## DOCUMENT PASSAGE
Turkey questions cause of fatal train crash, mourns 9 victims
Workers clear the debris after the train crash.

Three railway crew were detained as investigators look into a fatal train accident caused by a high-speed train crashing into a railway engine, as Turkey mourns the death of nine people in the collision



Turkey mourns nine victims of a train crash as investigators examine the scene of the accident. They will be looking into what caused a railway engine to stop on the same track as a high-speed train causing a head-on crash.

Three railway crew members were detained after the crash of the high-speed train traveling from the capital Ankara to the central city of Konya in the early hours of Thursday. The Health Ministry announced 84 people were admitted to hospitals as injured and 34 were still in treatment.

President Recep Tayyip Erdoğan, who extended his condolences for the victims, said an administrative and criminal inquiry was launched into the incident and investigators would find "those responsible" for the crash.


Workers carry the body of one of victims in a coffin in Ankara on Dec. 13.

Anadolu Agency (AA) reported that three people detained as part of the probe were an operations officer, a controller and a switchman; they have been charged with possible negligence.

Condolences poured in for the victims, while families of the victims and injured flocked to hospitals in Ankara. Officials said three among the victims were the train's engineers and the others were passengers. Two engineers were on the train and the other was on the railway engine. A fourth engineer was injured. Some among the dead and injured victims were commuters. One was identified as an astronomy professor while a male victim was a doctor at a private hospital in Konya who was residing in Ankara. Five of the injured victims were academics who commute daily to Konya Karatay University from Ankara.

The impact of the crash was so severe that media reports initially said that a pedestrian overpass collapsed on the train, it was later revealed that the train's cars were launched into the air due to the impact with the railway engine thus hitting the overpass.

The engine was tasked with checking any problems with the railroad for routine duty and officials said the crash happened a few minutes after the train left a station in Ankara for Konya.

## QUESTIONS TO ANSWER
1. According to the article on the Turkish train crash, what jobs did the three detained railway crew members hold?
2. Transcribe the part of the article on the Turkish train crash starting at "President Recep Tayyip" and ending at "on Dec. 13.".
3. Go on with the article on the Turkish train crash from the point where it stops.
The material after this article has no connection to it.

## DATA UNDER STUDY
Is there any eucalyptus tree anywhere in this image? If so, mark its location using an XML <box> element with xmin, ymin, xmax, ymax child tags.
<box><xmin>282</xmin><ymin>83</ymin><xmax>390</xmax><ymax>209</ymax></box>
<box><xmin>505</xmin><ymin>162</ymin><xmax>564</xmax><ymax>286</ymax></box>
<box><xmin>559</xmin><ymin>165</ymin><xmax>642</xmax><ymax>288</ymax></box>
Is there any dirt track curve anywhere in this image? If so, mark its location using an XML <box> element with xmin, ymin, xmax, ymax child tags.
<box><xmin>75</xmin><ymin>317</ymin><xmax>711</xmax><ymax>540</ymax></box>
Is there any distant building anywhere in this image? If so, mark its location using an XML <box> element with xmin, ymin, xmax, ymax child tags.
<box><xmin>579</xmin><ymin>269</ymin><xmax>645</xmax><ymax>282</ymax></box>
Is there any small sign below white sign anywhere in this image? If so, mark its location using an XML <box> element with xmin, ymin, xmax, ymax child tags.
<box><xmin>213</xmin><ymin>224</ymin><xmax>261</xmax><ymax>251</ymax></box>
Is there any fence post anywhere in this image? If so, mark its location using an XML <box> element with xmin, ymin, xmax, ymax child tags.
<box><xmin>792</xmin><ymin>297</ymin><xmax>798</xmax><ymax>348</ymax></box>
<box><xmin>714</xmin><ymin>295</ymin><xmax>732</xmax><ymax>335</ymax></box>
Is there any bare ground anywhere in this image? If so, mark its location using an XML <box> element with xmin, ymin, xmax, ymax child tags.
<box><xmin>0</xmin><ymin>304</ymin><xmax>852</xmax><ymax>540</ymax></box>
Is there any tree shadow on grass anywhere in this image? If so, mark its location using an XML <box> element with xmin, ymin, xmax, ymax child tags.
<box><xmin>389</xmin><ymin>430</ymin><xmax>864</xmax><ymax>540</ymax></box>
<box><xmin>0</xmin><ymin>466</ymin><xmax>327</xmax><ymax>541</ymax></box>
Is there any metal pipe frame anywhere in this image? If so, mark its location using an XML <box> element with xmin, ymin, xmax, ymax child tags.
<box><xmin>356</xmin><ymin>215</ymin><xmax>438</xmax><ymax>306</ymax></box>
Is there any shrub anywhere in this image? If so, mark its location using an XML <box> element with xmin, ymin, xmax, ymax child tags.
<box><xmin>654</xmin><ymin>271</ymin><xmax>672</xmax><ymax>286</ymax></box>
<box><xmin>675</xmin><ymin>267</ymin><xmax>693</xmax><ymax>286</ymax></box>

## RESPONSES BY TASK
1. An operations officer, a controller and a switchman.

2.
President Recep Tayyip Erdoğan, who extended his condolences for the victims, said an administrative and criminal inquiry was launched into the incident and investigators would find "those responsible" for the crash.


Workers carry the body of one of victims in a coffin in Ankara on Dec. 13.

3.
Briefing reporters about the incident, Minister of Transportation and Infrastructure Cahit Turhan said the train left the main train station in Ankara at 6:30 a.m. and it crashed into the railway engine near another station in the city's Yenimahalle district around 6:36 a.m. The minister said the engine was returning to the train depot after completing examination of the tracks.

This is the deadliest train accident since July when 24 people were killed and hundreds injured after a train derailed in the northwestern province of Tekirdağ. Causes for the derailment were due to ground erosion of the soil under the tracks following heavy rains in the area.

The high-speed train service between the capital Ankara and Konya in the Anatolian heartland, was launched in 2011, three years before another high-speed route connecting Ankara and Istanbul. All were parts of Turkey's ambitions to expand and upgrade its railroad network and promote more train trips. The country, which currently hosts a 1,213 kilometer high-speed railway line, plans to invest more than $45 billion on railways in the next five years. Although they operate at high speeds (up to 250 kilometers per hour), authorities assuage public concerns on its safety due to a set of measures to prevent accidents from automatic brakes that work when the engineers incapacitated, to a system preventing exceeding of speed limits as well as a railway signal system up to world standards that prevents the crash of two trains.